Saved data entries

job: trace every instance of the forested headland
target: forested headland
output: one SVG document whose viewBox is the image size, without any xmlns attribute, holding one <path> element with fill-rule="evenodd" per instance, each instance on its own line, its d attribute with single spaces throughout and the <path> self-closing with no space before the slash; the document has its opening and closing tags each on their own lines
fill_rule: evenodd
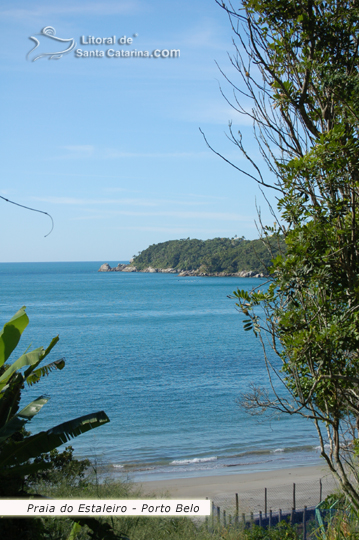
<svg viewBox="0 0 359 540">
<path fill-rule="evenodd" d="M 284 249 L 284 242 L 278 237 L 264 240 L 186 238 L 153 244 L 135 256 L 131 265 L 139 271 L 152 267 L 199 270 L 210 274 L 242 271 L 266 274 L 280 249 Z"/>
</svg>

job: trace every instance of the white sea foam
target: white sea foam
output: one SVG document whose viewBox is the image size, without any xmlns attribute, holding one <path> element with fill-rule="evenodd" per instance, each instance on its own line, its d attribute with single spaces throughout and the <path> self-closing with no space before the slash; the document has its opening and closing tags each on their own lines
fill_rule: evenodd
<svg viewBox="0 0 359 540">
<path fill-rule="evenodd" d="M 194 458 L 194 459 L 175 459 L 171 461 L 170 465 L 189 465 L 190 463 L 205 463 L 206 461 L 217 461 L 216 456 L 208 458 Z"/>
<path fill-rule="evenodd" d="M 319 451 L 321 451 L 321 448 L 320 448 L 320 446 L 313 446 L 313 450 L 319 450 Z M 330 444 L 326 443 L 326 444 L 324 445 L 324 450 L 326 450 L 326 451 L 330 450 Z"/>
<path fill-rule="evenodd" d="M 272 450 L 271 454 L 278 454 L 279 452 L 284 452 L 285 448 L 276 448 Z"/>
<path fill-rule="evenodd" d="M 115 467 L 115 469 L 123 469 L 124 466 L 115 463 L 115 464 L 113 465 L 113 467 Z"/>
</svg>

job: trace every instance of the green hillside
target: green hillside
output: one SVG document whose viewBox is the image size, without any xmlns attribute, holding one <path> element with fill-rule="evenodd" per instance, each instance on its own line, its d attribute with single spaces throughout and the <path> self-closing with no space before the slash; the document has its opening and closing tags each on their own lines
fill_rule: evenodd
<svg viewBox="0 0 359 540">
<path fill-rule="evenodd" d="M 278 237 L 269 241 L 272 254 L 262 240 L 244 238 L 214 238 L 213 240 L 169 240 L 153 244 L 142 251 L 132 262 L 138 270 L 153 268 L 175 268 L 202 272 L 226 272 L 229 274 L 252 270 L 266 272 L 271 259 L 284 242 Z"/>
</svg>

# [TASK REQUIREMENTS]
Please find every line in the records above that holds the word "forested" and copy it.

# [WRITTEN SOLUTION]
job: trace every instance of the forested headland
target: forested headland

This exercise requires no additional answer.